→ **The problem**
Write out the listing again, replacing every "marker" with "dot" and leaving everything else as it is. Don't include the pictures in your answer.

Pointing dataset excerpts:
────────────────────

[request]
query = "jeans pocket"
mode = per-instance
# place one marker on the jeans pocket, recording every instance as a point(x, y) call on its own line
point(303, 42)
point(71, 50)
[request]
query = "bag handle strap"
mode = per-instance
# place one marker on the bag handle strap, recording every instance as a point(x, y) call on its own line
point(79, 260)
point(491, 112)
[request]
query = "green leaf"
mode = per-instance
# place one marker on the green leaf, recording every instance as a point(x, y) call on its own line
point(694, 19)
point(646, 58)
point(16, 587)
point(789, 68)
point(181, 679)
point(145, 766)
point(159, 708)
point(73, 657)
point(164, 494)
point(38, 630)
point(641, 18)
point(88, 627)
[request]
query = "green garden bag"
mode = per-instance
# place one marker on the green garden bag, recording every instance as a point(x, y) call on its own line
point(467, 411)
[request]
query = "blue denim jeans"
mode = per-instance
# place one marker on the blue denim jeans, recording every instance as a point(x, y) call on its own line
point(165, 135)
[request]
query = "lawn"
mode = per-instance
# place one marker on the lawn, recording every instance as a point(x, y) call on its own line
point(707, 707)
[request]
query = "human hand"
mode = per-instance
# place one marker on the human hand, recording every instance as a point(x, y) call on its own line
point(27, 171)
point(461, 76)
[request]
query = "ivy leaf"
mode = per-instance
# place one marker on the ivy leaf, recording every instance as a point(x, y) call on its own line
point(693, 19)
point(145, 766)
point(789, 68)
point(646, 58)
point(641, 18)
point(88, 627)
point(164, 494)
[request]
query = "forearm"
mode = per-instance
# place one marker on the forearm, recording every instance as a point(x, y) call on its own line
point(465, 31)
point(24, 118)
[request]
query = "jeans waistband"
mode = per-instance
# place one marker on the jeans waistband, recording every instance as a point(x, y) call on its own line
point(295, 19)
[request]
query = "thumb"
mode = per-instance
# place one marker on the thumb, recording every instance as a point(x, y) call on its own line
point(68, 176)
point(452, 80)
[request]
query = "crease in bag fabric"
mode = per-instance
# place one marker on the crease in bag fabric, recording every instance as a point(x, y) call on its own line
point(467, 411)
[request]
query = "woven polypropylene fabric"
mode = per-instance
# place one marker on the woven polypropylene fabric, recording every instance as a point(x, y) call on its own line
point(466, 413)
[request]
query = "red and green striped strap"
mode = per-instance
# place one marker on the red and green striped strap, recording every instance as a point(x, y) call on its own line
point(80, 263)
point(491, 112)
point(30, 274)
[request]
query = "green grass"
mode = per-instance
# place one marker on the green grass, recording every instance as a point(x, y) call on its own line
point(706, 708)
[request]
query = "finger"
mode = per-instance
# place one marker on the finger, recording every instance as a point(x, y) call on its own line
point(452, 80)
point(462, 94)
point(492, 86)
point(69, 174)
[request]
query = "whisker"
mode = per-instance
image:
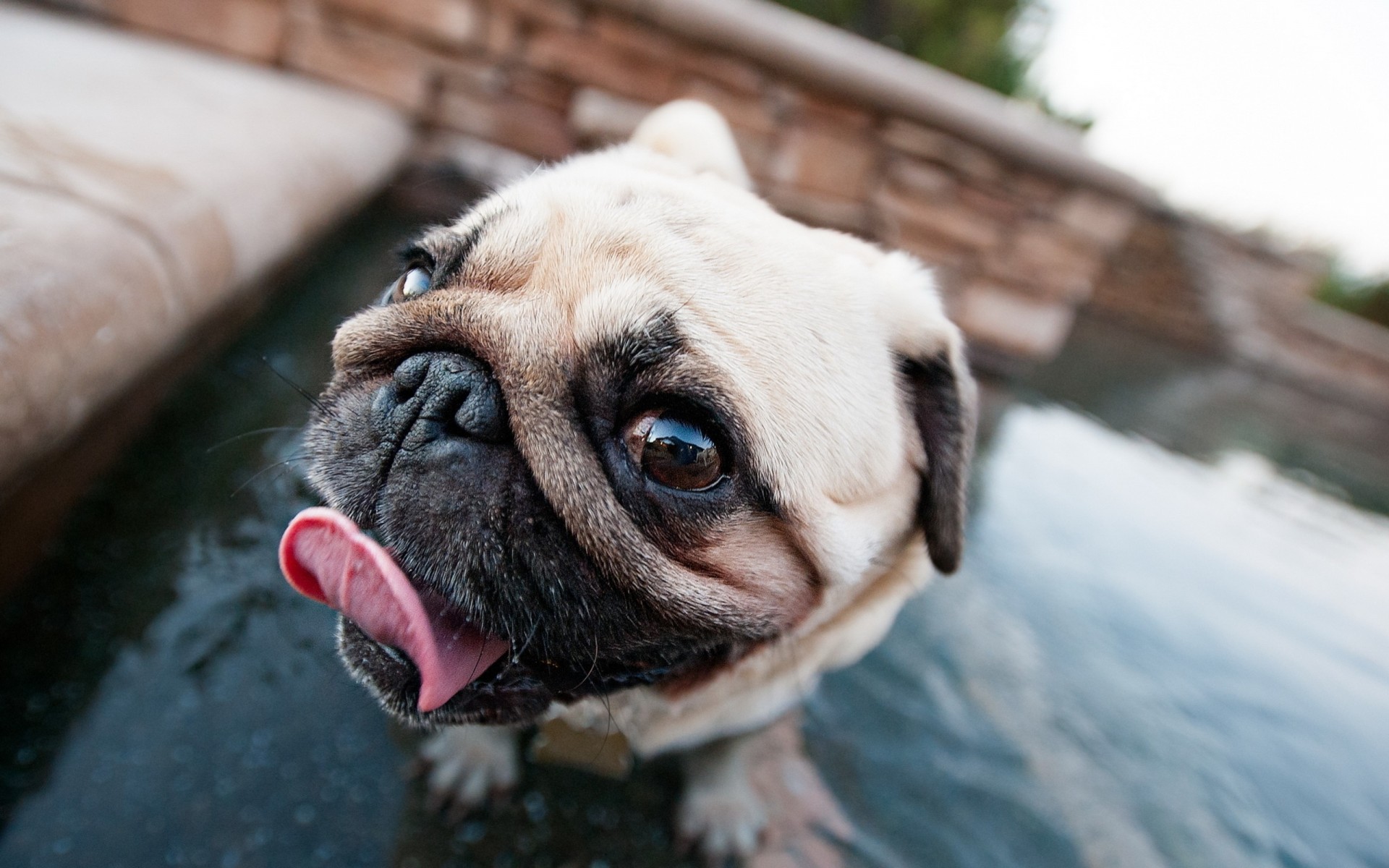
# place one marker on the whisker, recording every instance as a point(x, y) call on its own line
point(516, 658)
point(249, 434)
point(592, 665)
point(266, 469)
point(295, 386)
point(608, 732)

────────────────────

→ **Response to the task**
[request]
query = "jeans pocket"
mode = per-instance
# place one dot on the jeans pocket, recording every instance as a point(x, y) call on its own line
point(303, 42)
point(71, 50)
[request]
query = "bag handle strap"
mode = per-instance
# place one dot on the bag handle strap, recording every instance as a point(x, y) call on its own line
point(79, 260)
point(491, 112)
[request]
query = "green leaf"
mode = per-instance
# place one dot on the green leaf, recording every instance as a point(x, y) call on its own line
point(694, 19)
point(646, 58)
point(16, 587)
point(789, 68)
point(181, 679)
point(145, 766)
point(159, 708)
point(73, 657)
point(164, 494)
point(38, 630)
point(641, 18)
point(88, 627)
[request]
query = "green garden bag"
mode = per-instance
# place one dot on the green garden bag, recording every instance as a point(x, y) call on its own line
point(467, 411)
[request]
query = "blue denim jeans"
mode = per-instance
# place one dot on the blue denim jeans, recording every instance as a point(x, y) call on its own line
point(165, 135)
[request]
query = "lawn"
mode = per-instance
# place one dot on the lawn, recording every instance as a point(x, y) call on its own line
point(707, 707)
[request]
query = "human hand"
mode = per-instance
# place one dot on the human hand, recording every instance as a point(x, y) call on its own line
point(27, 171)
point(461, 76)
[request]
query = "ivy leaf"
mode = per-instance
# place one dot on the ivy leaf, recording every instance as a point(x, y) call on its own line
point(693, 19)
point(145, 766)
point(789, 68)
point(646, 58)
point(641, 18)
point(88, 627)
point(164, 494)
[request]
query = "forearm"
mode = per-instance
# place one dot on the forearm, recording every instance as a point(x, y) call on its own line
point(465, 31)
point(24, 118)
[request]
query = "jeans waistband"
mode = per-instance
# place one dot on the jeans waistband, recording every instance as a point(x, y) call on its own line
point(295, 19)
[request]
query = "thumb"
mode = per-instance
# place one dot on the thumb, recording every instance as a point(x, y) call on its own line
point(68, 176)
point(452, 80)
[request]
query = "crease in bag fabric"
mode = per-instance
# place one dot on the crease in bag fabric, recording every instance as a point(x, y) call on its own line
point(467, 411)
[request]
query = "woven polypropylene fabric"
mode = per-instance
# place one dot on the woven polypropylene fabric, recording every instance as a point(x, y) call on its own line
point(466, 413)
[request]
query = "red and green striped strap"
mode = per-instance
# place one dot on the red and green striped strap, recording every instance as a point(x, y) call on its own line
point(80, 263)
point(491, 112)
point(30, 274)
[request]
query = "green grass"
mode = per-instance
# place one dot on the green grass, recording every instance as a point(x, y) call on its own line
point(706, 708)
[request]
query = "finger"
mode = per-instance
# place one dot on the finger, recording every instance as a point(x, y) call on its own line
point(452, 80)
point(462, 94)
point(492, 86)
point(69, 174)
[request]
query = "whisker"
mode = per-instance
image:
# place one dot on the whisker, recording every instance as a point(x, y) call on its own line
point(516, 658)
point(249, 434)
point(592, 665)
point(266, 469)
point(295, 386)
point(608, 732)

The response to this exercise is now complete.